WHAT TO WORK ON :: From the SnapPDF text-extraction documentation below, list every language or tool that has a code example under its "Examples" heading.

* start TEXT SHOWN *

SnapPDF
endpoint

Extract text

POST /api/v1/extract-text

Pull embedded text from a PDF. For scanned PDFs use /ocr.

credits: 1returns: application/json

Parameters

NameTypeRequiredDescription
filemultipart filerequiredSource PDF.
preserveLayoutboolean (query)optionalPreserve whitespace and reading order.
positionsboolean (query)optionalReturn per-word (x, y, width, height).

Examples

curl
curl -X POST "https://api.snappdf.au/api/v1/extract-text?preserveLayout=true" \
  -H "Authorization: Bearer $SNAPPDF_API_KEY" \
  -F "file=@doc.pdf"
JavaScript
const r = await snap.pdf.extractText({ file: bytes, preserveLayout: true });
console.log(r.text);
Python
r = snap.pdf.extract_text(file=bytes, preserve_layout=True)
PHP
$r = $snap->pdf->extractText(file: $bytes, preserveLayout: true);
Ruby
r = snap.pdf.extract_text(file: bytes, preserve_layout: true)
Go
r, _ := client.ExtractText(ctx, &snappdf.ExtractTextInput{File: bytes, PreserveLayout: true})

* end TEXT SHOWN *
* start ENTRIES SUPPLIED *

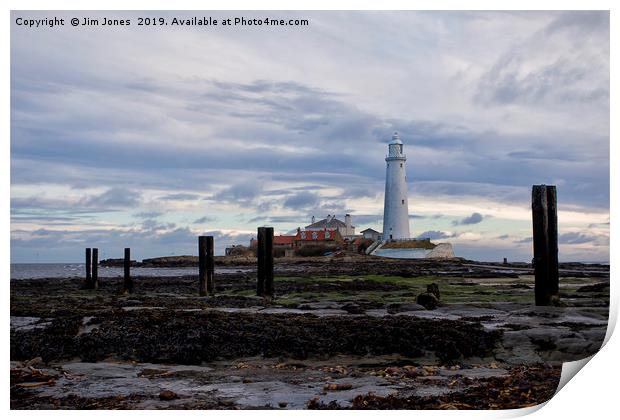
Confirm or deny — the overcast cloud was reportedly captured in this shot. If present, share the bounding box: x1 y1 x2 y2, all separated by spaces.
11 12 609 262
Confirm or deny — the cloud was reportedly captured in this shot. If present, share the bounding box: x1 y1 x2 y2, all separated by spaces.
11 11 610 261
82 187 141 209
212 182 262 204
282 191 321 210
558 232 597 245
452 213 484 226
159 193 200 201
134 211 164 219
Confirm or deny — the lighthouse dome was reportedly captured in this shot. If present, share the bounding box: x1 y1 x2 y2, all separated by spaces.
390 132 403 144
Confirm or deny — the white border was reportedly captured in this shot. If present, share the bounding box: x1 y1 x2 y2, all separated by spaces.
0 0 620 420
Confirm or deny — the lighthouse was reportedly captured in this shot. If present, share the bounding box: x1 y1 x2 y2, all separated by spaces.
383 133 409 241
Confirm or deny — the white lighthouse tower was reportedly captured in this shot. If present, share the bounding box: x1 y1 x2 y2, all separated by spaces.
383 133 409 241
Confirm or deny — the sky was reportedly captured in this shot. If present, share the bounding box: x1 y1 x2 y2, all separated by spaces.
11 11 610 263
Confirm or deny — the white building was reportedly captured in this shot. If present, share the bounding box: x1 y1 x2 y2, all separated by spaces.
383 133 409 241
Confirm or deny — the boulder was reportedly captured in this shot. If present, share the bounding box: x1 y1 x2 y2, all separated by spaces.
387 303 426 314
416 292 439 309
426 283 441 300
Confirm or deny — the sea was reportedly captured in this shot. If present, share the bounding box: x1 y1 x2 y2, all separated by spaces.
11 263 253 280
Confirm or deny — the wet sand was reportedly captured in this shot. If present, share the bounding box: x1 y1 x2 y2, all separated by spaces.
11 257 609 409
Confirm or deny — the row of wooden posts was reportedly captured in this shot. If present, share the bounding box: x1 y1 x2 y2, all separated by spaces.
86 227 274 297
86 189 559 306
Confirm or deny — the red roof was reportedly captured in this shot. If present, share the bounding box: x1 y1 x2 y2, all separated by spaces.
295 229 337 241
273 235 296 245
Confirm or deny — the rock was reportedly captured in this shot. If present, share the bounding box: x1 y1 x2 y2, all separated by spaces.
417 292 439 309
387 303 426 314
24 356 44 367
159 390 179 401
424 242 455 259
577 282 609 293
426 283 441 300
323 384 353 391
341 302 364 315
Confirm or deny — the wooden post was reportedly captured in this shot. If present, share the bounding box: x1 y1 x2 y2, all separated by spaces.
265 227 273 298
123 248 133 293
92 248 99 289
532 185 559 306
85 248 93 289
256 227 273 297
198 236 207 296
256 228 265 296
547 185 560 298
205 236 215 295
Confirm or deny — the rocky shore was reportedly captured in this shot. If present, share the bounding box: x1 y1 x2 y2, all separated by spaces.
11 256 609 409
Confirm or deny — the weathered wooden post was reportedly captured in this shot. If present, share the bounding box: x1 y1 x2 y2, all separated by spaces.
92 248 99 289
547 185 560 298
256 227 265 296
198 236 207 296
123 248 133 293
85 248 93 289
205 236 215 295
532 185 559 306
256 227 273 297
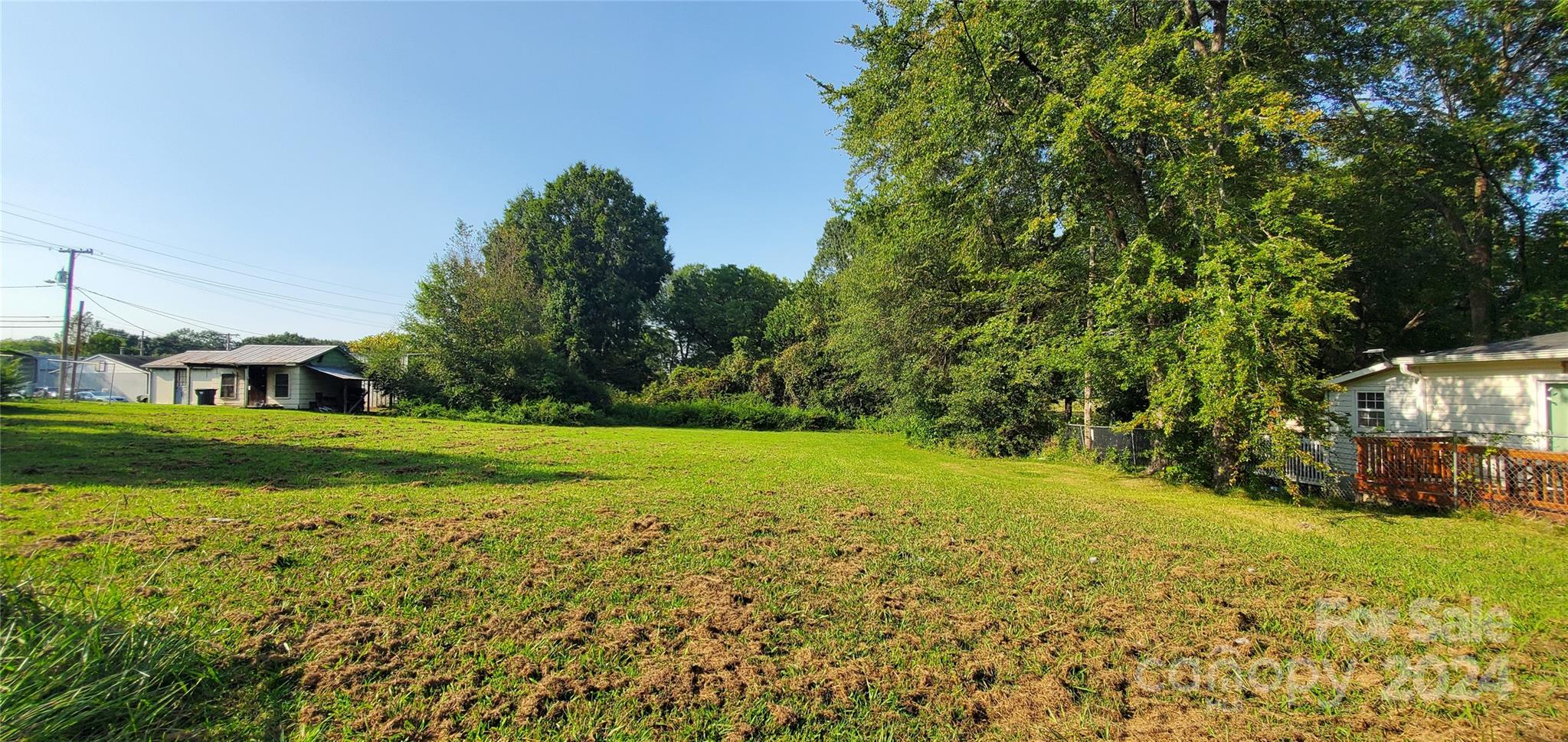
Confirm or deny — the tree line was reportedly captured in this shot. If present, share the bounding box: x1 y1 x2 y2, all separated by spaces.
358 0 1568 486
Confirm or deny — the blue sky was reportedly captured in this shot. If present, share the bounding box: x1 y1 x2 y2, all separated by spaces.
0 3 869 339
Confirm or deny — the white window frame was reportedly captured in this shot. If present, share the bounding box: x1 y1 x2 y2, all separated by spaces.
1352 386 1388 433
1534 373 1568 450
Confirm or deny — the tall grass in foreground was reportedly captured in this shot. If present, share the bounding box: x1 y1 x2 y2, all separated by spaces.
0 582 218 742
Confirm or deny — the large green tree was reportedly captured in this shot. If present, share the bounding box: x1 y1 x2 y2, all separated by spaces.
1304 0 1568 350
391 223 604 408
485 163 673 389
651 263 791 365
827 0 1350 483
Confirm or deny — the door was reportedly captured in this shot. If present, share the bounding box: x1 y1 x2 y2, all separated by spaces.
244 365 267 407
1546 384 1568 450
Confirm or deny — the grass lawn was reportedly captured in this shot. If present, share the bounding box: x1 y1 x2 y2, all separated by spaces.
0 403 1568 739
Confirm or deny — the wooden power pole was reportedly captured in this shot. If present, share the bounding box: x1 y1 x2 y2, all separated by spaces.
55 248 93 397
70 301 88 400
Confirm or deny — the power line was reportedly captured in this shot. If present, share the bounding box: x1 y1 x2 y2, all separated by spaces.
77 286 259 334
99 256 397 322
78 289 147 334
0 201 401 306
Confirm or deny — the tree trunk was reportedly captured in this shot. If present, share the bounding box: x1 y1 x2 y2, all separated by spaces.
1466 174 1493 345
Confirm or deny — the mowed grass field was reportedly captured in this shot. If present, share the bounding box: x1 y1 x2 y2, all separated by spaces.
0 403 1568 740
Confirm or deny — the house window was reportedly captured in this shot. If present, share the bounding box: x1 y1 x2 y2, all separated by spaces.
1357 392 1388 430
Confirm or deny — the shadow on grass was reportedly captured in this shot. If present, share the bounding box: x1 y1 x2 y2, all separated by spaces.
0 401 70 417
0 419 604 488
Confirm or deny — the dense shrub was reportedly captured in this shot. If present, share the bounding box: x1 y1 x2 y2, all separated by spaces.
392 400 599 425
392 394 852 430
610 394 852 430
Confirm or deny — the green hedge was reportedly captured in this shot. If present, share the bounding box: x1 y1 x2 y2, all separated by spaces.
392 400 599 425
608 395 852 430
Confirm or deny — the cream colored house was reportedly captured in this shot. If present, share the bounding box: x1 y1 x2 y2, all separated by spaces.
1328 332 1568 472
142 345 365 411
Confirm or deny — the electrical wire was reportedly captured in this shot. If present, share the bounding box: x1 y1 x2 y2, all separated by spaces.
94 256 397 317
77 284 259 334
0 202 403 306
78 289 149 334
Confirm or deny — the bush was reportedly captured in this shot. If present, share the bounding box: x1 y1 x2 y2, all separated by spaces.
392 400 599 425
0 585 220 740
610 394 849 430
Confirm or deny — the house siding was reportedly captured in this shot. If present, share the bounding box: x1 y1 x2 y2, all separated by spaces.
1330 359 1568 472
185 365 244 407
77 356 152 401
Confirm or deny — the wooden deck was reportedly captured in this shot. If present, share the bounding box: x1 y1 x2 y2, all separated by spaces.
1357 436 1568 518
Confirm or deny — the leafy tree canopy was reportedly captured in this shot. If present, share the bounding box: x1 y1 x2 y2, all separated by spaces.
651 263 791 365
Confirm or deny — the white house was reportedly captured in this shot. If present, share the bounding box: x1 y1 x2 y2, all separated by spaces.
144 345 365 410
77 353 154 401
1328 332 1568 472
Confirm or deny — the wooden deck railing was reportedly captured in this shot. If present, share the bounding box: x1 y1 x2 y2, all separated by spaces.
1357 436 1568 516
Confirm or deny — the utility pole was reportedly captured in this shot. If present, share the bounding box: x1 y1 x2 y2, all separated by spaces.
70 301 88 400
55 248 93 397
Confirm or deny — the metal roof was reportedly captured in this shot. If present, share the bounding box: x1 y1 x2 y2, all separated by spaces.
1328 332 1568 384
223 345 348 365
146 345 348 368
304 364 365 381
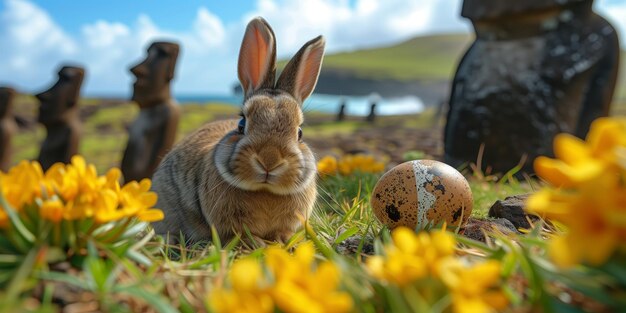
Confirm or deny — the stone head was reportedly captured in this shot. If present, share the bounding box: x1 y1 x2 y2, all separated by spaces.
130 42 180 108
35 66 85 125
0 87 15 118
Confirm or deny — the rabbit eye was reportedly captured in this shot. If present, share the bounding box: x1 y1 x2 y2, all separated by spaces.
237 117 246 135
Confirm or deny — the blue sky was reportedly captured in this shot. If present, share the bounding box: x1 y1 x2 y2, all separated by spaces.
0 0 626 96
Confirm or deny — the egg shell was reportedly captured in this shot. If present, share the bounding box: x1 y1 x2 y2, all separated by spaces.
371 160 473 229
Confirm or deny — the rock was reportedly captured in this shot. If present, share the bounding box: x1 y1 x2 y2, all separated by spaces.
489 194 536 229
462 218 520 242
444 0 620 174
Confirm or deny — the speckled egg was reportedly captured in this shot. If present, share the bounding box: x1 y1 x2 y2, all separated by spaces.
371 160 472 229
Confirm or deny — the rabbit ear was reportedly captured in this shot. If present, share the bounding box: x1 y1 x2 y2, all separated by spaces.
276 36 325 103
237 17 276 97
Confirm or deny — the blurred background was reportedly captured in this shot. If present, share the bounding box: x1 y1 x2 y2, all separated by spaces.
0 0 626 168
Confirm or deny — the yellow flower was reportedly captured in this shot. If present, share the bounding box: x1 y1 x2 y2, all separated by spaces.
317 154 385 176
209 243 353 313
534 118 626 187
526 118 626 267
0 161 43 211
441 259 508 313
120 179 163 222
266 242 353 312
39 199 65 223
209 259 274 313
317 155 337 175
366 227 456 287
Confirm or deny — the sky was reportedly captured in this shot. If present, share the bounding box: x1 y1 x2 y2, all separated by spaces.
0 0 626 97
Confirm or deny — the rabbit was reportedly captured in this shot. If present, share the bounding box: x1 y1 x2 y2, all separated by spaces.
152 17 325 245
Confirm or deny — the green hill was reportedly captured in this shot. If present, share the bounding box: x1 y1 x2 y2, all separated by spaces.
324 34 472 81
286 34 626 106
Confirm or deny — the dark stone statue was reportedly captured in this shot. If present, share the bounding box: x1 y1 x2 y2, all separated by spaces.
337 100 346 122
0 87 17 172
365 102 376 123
444 0 619 173
122 42 180 182
35 66 85 170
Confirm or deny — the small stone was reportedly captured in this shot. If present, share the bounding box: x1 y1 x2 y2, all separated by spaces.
488 194 536 229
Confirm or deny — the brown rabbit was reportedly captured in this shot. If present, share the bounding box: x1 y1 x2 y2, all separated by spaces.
153 17 324 243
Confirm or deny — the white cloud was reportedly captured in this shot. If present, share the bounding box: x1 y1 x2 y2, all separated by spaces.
0 0 79 87
595 0 626 46
249 0 470 55
0 0 626 95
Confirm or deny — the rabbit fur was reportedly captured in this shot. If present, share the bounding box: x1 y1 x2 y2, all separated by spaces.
152 17 325 243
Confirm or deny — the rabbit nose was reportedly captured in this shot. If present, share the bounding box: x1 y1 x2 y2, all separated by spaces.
257 149 282 172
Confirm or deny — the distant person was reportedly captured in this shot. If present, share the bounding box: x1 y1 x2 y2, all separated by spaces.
366 102 376 123
0 87 17 173
337 99 346 122
35 66 85 170
122 42 180 182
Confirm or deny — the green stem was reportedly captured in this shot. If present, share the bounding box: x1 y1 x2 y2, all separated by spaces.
102 218 132 243
0 194 36 243
6 246 41 300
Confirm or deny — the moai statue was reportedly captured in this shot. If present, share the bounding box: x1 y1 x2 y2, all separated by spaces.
444 0 619 173
0 87 17 172
365 102 376 123
35 66 85 170
337 99 346 122
122 42 180 182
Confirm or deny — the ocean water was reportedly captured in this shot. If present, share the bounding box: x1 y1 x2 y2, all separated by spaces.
176 94 424 116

* end ENTRIES SUPPLIED *

OUTPUT OF THE TASK :: curl, JavaScript, Python, PHP, Ruby, Go